Frequently Asked Questions

 How do I cite PhylomeDB?

Please cite PhylomeDB each time you have used it for your published research. Either if you downloaded a whole dataset or whether it was the source for obtaining some relevant evolutionary information, or the sequences to prime some phylogenetic analysis. Cite the most recent publication of the database, which is now v4:

PhylomeDB v4: zooming into the plurality of evolutionary histories of a genome. Huerta-Cepas J, Capella-Gutiérrez S, Pryszcz LP, Marcet-Houben M, Gabaldón T. Nucleic Acids Res. 2014 Jan;42(Database issue):D897-902. doi: 10.1093/nar/gkt1177.

If you want to refer to the phylogenetic pipeline used in PhylomeDB, which was described in v3 paper, please cite:

PhylomeDB v3.0: an expanding repository of genome-wide collections of trees, alignments and phylogeny-based orthology and paralogy predictions. Huerta-Cepas J, Capella-Gutierrez S, Pryszcz LP, Denisov I, Kormes D, Marcet-Houben M, Gabaldón T. Nucleic Acids Res. 2011 Jan;39(Database issue):D556-60.

Alignments are not displayed properly in my browser

PhylomeDB uses Jalview, an external application that requires Java. Please, check that you have the latest version of Java installed and that Java is enabled in your browser. When correctly installed your browser should display the following examples properly.

You can download the latest version of Java at Java Download Site.

What type of branch supports are used in the phylome?

The specific methods used for each phylome are explained in the corresponding “phylome information page”. Due to computational and time constrains, for most phylomes we did not used standard bootstrap analyses. Instead we usually compute approximate Likelihood Ratio Tests (aLRT), as implemented in PhyML-aLRT or in PhyML v3.0 version.

When I press "show branch support" icon, not all branches display the support

When you press the “branch support” icon, red numbers with the support values will appear beneath the branches. If some do not appear it is because there is no space to show the number, in that case you can press “force topology” and all branch lengths will be re-sized to display all supports.

What do the different branch colors indicate?

Data items:
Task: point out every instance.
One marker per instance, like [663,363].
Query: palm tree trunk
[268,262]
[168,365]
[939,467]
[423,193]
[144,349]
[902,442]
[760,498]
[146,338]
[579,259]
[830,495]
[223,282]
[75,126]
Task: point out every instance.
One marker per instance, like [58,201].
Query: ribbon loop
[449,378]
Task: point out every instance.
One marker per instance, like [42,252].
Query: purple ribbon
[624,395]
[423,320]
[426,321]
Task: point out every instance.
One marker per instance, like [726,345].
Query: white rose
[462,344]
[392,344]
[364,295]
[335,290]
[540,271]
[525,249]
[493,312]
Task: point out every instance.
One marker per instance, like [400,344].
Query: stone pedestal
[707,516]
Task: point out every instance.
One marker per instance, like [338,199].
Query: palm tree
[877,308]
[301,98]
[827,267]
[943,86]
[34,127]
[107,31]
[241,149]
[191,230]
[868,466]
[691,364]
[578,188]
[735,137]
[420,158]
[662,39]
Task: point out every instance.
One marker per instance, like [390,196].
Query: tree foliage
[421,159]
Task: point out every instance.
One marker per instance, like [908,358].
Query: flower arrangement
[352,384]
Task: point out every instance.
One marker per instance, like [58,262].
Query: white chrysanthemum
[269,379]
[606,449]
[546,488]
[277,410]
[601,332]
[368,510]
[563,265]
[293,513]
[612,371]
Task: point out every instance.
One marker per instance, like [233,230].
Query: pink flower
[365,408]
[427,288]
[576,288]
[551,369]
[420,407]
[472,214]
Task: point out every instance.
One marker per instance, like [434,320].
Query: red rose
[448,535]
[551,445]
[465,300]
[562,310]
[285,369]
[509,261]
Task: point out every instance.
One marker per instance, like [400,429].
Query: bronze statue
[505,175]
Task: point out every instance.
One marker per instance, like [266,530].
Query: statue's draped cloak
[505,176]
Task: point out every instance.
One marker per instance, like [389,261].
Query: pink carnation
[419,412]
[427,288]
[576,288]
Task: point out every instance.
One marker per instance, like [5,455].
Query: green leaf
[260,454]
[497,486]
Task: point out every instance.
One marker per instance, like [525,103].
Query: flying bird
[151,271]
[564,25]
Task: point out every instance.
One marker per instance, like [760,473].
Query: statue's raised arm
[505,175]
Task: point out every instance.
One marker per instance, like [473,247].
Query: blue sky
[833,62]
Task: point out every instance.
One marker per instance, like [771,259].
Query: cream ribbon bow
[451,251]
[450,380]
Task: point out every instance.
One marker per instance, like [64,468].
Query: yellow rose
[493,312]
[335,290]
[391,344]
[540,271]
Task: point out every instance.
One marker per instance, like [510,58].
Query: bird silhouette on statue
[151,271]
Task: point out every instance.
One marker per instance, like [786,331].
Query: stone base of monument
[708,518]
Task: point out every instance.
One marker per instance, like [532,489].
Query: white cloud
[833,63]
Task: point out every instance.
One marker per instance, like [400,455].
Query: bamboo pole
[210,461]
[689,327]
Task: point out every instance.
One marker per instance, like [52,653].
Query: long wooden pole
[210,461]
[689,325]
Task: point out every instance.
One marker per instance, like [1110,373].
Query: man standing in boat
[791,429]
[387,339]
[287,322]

> **WHAT IS REQUIRED**
Continue the PhylomeDB FAQ from where it ends.

> **EXERCISE RESPONSE**
Red indicates branches in which our species-overlap algorithm detects a duplication event, whereas speciation events are marked in blue. This color-coding system coincides to that used in EnsemblCompara trees.

What are "collateral trees", what are they useful for?

Collateral trees of a given protein are those trees in which that protein is present but it was not used as a seed for the tree reconstruction. In other words, they are trees for which a paralog of the given protein was used as a seed. Collateral trees may provide additional information on the topological position of a given protein. If several collateral trees support a specific relationship (e.g an orthology relationship or a duplication), we can regard this as additional evidence for that relationship. Collateral trees also provide information about proteins that belong to an organism that has not been used as seed in any phylome but is present in them.

I cannot find a tree for a given protein, even if the protein is present in the proteome you used to build the phylome

For sequences that did not produce at least three significant hits in the genomes considered (see the specific parameters and cut-offs in the phylome information page) we cannot reconstruct a tree. This is probably the reason why you cannot find a tree for these sequences.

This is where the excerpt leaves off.